» **GOAL**: Report how many lines in the data below contain the word "girl", giving only the number.

» **RECORD EXTRACTS**:
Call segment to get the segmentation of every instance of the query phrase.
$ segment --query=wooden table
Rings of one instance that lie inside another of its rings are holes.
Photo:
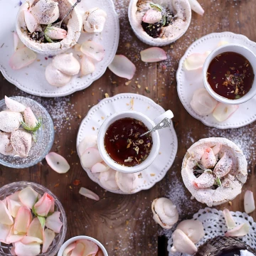
[[[166,239],[163,235],[168,232],[163,232],[153,220],[151,203],[157,197],[170,198],[178,206],[181,220],[191,218],[194,213],[206,207],[191,201],[191,195],[181,177],[181,161],[186,149],[201,138],[220,136],[233,139],[242,146],[248,160],[248,180],[242,193],[232,202],[232,206],[225,203],[220,208],[243,211],[245,189],[254,191],[256,196],[256,187],[252,185],[256,181],[255,124],[225,131],[206,127],[185,110],[178,97],[175,78],[179,59],[196,38],[212,32],[228,31],[243,34],[255,41],[255,2],[252,0],[201,0],[200,2],[206,11],[204,16],[193,12],[191,23],[186,34],[172,45],[163,48],[168,53],[168,60],[145,64],[140,60],[139,52],[149,46],[140,42],[132,31],[127,15],[129,1],[115,0],[121,28],[117,53],[127,55],[137,66],[132,82],[126,85],[127,80],[107,70],[89,88],[70,96],[57,99],[32,97],[46,106],[52,114],[56,126],[52,151],[64,156],[71,169],[66,174],[58,174],[50,169],[45,160],[26,169],[0,166],[0,186],[30,181],[50,189],[60,198],[68,215],[66,239],[78,235],[92,236],[103,243],[110,256],[167,255]],[[0,81],[1,99],[5,95],[31,97],[7,82],[2,75]],[[140,88],[138,85],[141,85]],[[146,87],[150,92],[146,92]],[[174,113],[178,139],[177,156],[165,178],[148,191],[130,196],[107,192],[92,182],[80,166],[75,152],[79,124],[90,107],[104,98],[106,92],[110,97],[120,92],[139,93]],[[58,112],[60,110],[60,112]],[[75,185],[75,180],[80,183]],[[96,192],[101,200],[96,202],[79,195],[80,186]],[[251,215],[256,218],[256,211]]]

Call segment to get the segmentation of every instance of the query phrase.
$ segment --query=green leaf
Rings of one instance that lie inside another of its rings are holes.
[[[150,3],[149,5],[150,5],[151,7],[156,9],[156,11],[163,11],[163,7],[159,4]]]
[[[43,228],[46,225],[46,218],[42,216],[38,216],[38,218],[40,221],[40,223],[41,223],[42,228]]]

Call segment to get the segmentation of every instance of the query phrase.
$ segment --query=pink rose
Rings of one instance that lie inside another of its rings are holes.
[[[50,211],[54,208],[54,198],[48,193],[45,193],[43,196],[36,203],[34,212],[39,216],[46,217]]]

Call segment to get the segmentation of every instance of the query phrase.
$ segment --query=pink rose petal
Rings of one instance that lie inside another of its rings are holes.
[[[191,9],[200,15],[203,15],[204,10],[196,0],[188,0]]]
[[[46,159],[50,167],[58,174],[65,174],[70,169],[67,160],[55,152],[50,152]]]
[[[230,118],[238,107],[239,105],[231,105],[219,102],[213,110],[213,116],[218,122],[224,122]]]
[[[55,233],[46,228],[43,231],[43,244],[42,248],[42,252],[45,253],[48,250],[50,245],[53,242],[54,238],[55,237]]]
[[[80,50],[87,56],[97,61],[103,59],[105,50],[102,45],[92,41],[87,41],[82,43]]]
[[[81,187],[79,191],[79,193],[82,196],[86,196],[88,198],[91,198],[95,201],[100,200],[100,197],[98,195],[95,194],[94,192],[85,188]]]
[[[14,224],[14,220],[9,212],[6,204],[0,201],[0,223],[6,225]]]
[[[26,110],[26,106],[17,101],[8,97],[6,95],[4,97],[4,102],[7,107],[14,112],[23,112]]]
[[[159,47],[151,47],[140,52],[142,60],[146,63],[154,63],[167,59],[166,52]]]
[[[207,56],[210,53],[192,53],[184,61],[184,67],[187,70],[195,70],[203,67]]]
[[[252,213],[255,210],[255,202],[253,197],[253,193],[250,191],[246,191],[245,193],[245,212],[246,213]]]
[[[26,234],[32,221],[31,210],[26,206],[19,208],[14,225],[14,234]]]
[[[250,231],[250,225],[248,223],[243,223],[236,226],[232,230],[226,232],[225,236],[232,236],[232,237],[240,237],[244,236],[248,234]]]
[[[228,229],[235,227],[235,222],[228,209],[223,210],[223,215]]]
[[[102,161],[99,150],[95,148],[87,149],[81,156],[81,164],[84,168],[92,168]]]
[[[32,209],[38,197],[38,193],[29,186],[21,190],[18,194],[21,202],[30,209]]]
[[[123,55],[116,55],[108,68],[117,76],[129,80],[134,77],[136,72],[134,64]]]
[[[37,218],[35,218],[29,225],[27,235],[38,238],[43,240],[43,228]]]
[[[15,253],[18,256],[36,256],[40,254],[40,244],[33,242],[24,245],[21,242],[15,243]]]
[[[24,46],[18,49],[11,57],[9,65],[14,70],[18,70],[24,68],[36,59],[36,54],[31,49]]]
[[[51,229],[56,233],[60,232],[61,227],[63,223],[60,220],[60,213],[59,211],[54,212],[52,215],[46,218],[46,226]]]

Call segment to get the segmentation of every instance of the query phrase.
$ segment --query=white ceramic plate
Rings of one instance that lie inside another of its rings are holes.
[[[77,137],[77,148],[85,136],[97,135],[101,124],[108,116],[117,112],[131,110],[140,112],[151,119],[165,112],[161,106],[151,99],[137,94],[122,93],[104,99],[92,107],[82,121]],[[178,141],[173,125],[170,128],[159,130],[159,133],[161,144],[159,154],[149,167],[138,173],[138,174],[142,174],[142,178],[139,179],[139,184],[134,193],[149,189],[161,181],[175,159]],[[89,169],[84,169],[93,181],[101,186],[98,178],[99,174],[92,174]],[[110,191],[124,193],[120,190]]]
[[[23,2],[25,0],[21,0]],[[45,78],[45,70],[52,61],[47,55],[38,54],[37,60],[18,70],[14,70],[9,65],[9,60],[14,53],[14,37],[16,13],[19,8],[18,0],[0,0],[0,70],[10,82],[21,90],[41,97],[60,97],[85,89],[92,82],[100,78],[105,72],[107,67],[112,61],[116,53],[119,36],[119,20],[112,0],[82,0],[76,8],[82,12],[92,7],[100,7],[107,14],[104,31],[101,33],[81,33],[78,43],[93,39],[102,44],[105,50],[104,59],[95,64],[95,71],[90,75],[80,78],[80,74],[75,75],[70,82],[62,87],[56,87],[48,83]],[[67,52],[73,52],[74,56],[80,53],[73,49]],[[46,59],[46,57],[47,59]]]
[[[184,68],[186,58],[192,53],[203,53],[213,50],[220,41],[241,44],[256,54],[256,43],[242,35],[230,32],[213,33],[193,43],[181,58],[176,73],[177,90],[181,103],[193,117],[204,124],[218,129],[238,128],[249,124],[256,119],[256,96],[248,102],[241,104],[238,110],[227,120],[219,122],[210,114],[206,117],[196,114],[190,105],[193,92],[204,87],[201,69],[188,71]]]

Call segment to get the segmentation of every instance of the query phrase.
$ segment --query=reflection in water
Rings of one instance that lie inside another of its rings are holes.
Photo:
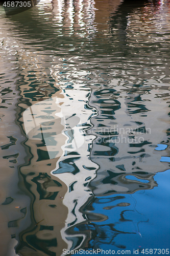
[[[155,174],[169,169],[169,11],[119,0],[1,9],[2,256],[167,247]]]

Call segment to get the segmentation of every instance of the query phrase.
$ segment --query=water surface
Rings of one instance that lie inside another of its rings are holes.
[[[169,249],[169,4],[1,7],[2,256]]]

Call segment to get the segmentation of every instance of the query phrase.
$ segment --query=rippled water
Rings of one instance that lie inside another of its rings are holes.
[[[169,12],[1,7],[2,256],[169,249]]]

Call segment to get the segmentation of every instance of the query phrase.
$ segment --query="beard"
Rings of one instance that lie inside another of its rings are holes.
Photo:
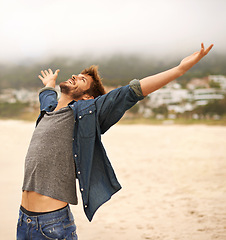
[[[79,87],[70,85],[67,81],[60,83],[60,91],[63,94],[69,95],[73,99],[81,98],[84,95],[84,91]]]

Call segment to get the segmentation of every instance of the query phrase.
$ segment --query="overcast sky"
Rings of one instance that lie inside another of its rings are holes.
[[[225,0],[0,0],[0,61],[226,52]]]

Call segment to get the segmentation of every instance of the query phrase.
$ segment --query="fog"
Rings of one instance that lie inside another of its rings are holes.
[[[226,52],[224,0],[0,0],[0,62]]]

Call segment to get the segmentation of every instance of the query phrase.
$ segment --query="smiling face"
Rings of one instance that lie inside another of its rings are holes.
[[[75,100],[93,98],[86,93],[90,89],[92,82],[93,79],[88,74],[72,75],[67,81],[60,83],[60,89],[63,94]]]

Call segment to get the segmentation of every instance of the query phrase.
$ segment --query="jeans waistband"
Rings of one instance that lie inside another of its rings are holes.
[[[60,209],[58,211],[45,213],[38,216],[29,216],[19,209],[19,222],[27,222],[27,224],[38,225],[38,224],[47,224],[61,221],[69,217],[70,220],[73,220],[73,215],[71,213],[69,205],[67,207]]]

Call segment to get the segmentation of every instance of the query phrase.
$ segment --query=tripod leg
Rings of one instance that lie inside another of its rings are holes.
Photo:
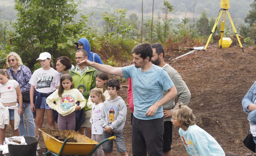
[[[210,34],[210,36],[209,36],[209,38],[208,38],[208,40],[207,40],[207,41],[206,44],[205,44],[205,47],[204,49],[204,52],[205,52],[205,50],[206,50],[207,47],[208,46],[208,44],[209,44],[210,40],[211,40],[211,38],[212,38],[212,34],[213,34],[213,32],[214,31],[215,29],[216,28],[216,27],[217,27],[217,24],[218,24],[218,22],[219,22],[219,18],[220,18],[220,15],[222,14],[223,12],[223,10],[222,10],[220,11],[219,11],[219,14],[218,15],[218,17],[217,18],[216,21],[215,21],[215,23],[214,24],[213,28],[212,28],[212,31],[211,32],[211,34]]]
[[[238,34],[237,34],[237,32],[236,32],[236,28],[235,28],[235,25],[234,25],[234,23],[233,23],[233,21],[232,21],[232,19],[231,18],[231,17],[230,16],[230,14],[229,14],[229,11],[228,10],[227,10],[227,14],[228,14],[228,16],[229,17],[229,20],[230,21],[230,23],[231,23],[231,25],[232,25],[232,27],[233,28],[233,29],[234,30],[234,31],[235,32],[235,34],[236,36],[236,38],[237,39],[237,40],[238,41],[238,42],[239,43],[239,45],[240,45],[240,47],[241,47],[241,49],[242,49],[242,51],[243,52],[243,46],[242,45],[242,44],[241,43],[241,41],[240,41],[240,39],[239,39],[239,37],[238,36]]]
[[[219,48],[222,48],[222,39],[223,38],[223,34],[224,33],[224,28],[225,26],[225,19],[226,18],[226,10],[225,10],[225,15],[224,15],[224,20],[223,20],[223,14],[222,15],[221,24],[220,25],[220,41],[219,44]]]

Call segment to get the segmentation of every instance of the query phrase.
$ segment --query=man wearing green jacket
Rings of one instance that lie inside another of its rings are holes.
[[[77,63],[88,58],[88,54],[85,50],[79,50],[76,52],[75,59]],[[90,138],[91,138],[92,135],[92,124],[90,122],[92,115],[92,109],[88,107],[87,102],[90,91],[96,87],[96,75],[98,72],[96,69],[91,66],[77,65],[68,72],[72,76],[75,88],[77,88],[80,85],[85,86],[85,91],[82,93],[87,100],[86,104],[84,108],[85,121],[77,132],[85,135],[84,127],[86,127],[87,132],[87,136]],[[82,87],[80,87],[79,89],[84,90]]]

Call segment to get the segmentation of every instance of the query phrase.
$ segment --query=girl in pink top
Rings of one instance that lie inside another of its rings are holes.
[[[10,80],[10,76],[6,69],[0,69],[0,110],[1,115],[0,124],[0,145],[3,145],[4,139],[7,125],[9,120],[15,136],[20,135],[18,126],[20,123],[19,115],[22,113],[22,96],[20,85],[17,81]],[[17,95],[19,96],[20,107],[18,108]],[[8,110],[6,109],[8,108]],[[18,110],[18,111],[17,110]],[[5,115],[9,111],[9,116]],[[17,112],[17,111],[18,112]],[[9,117],[9,118],[8,118]],[[16,119],[15,121],[15,118]],[[17,119],[18,118],[18,119]]]

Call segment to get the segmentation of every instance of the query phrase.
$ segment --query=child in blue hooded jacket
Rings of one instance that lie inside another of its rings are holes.
[[[99,55],[91,51],[91,47],[87,39],[85,38],[82,38],[75,43],[75,44],[76,45],[77,50],[83,49],[86,51],[88,54],[88,60],[92,62],[103,64]]]

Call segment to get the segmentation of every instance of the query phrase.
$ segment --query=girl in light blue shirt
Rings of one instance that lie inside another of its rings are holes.
[[[188,154],[191,156],[225,156],[223,150],[213,137],[195,125],[192,110],[183,103],[173,109],[171,122],[179,133]]]

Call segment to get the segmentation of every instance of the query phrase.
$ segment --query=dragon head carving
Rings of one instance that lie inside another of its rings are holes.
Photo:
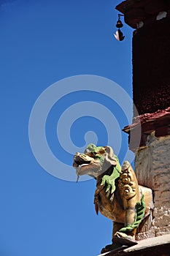
[[[117,165],[117,157],[109,146],[96,146],[89,144],[83,154],[77,152],[74,157],[73,167],[77,176],[89,175],[97,178],[111,166]]]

» **THE REPLY**: 2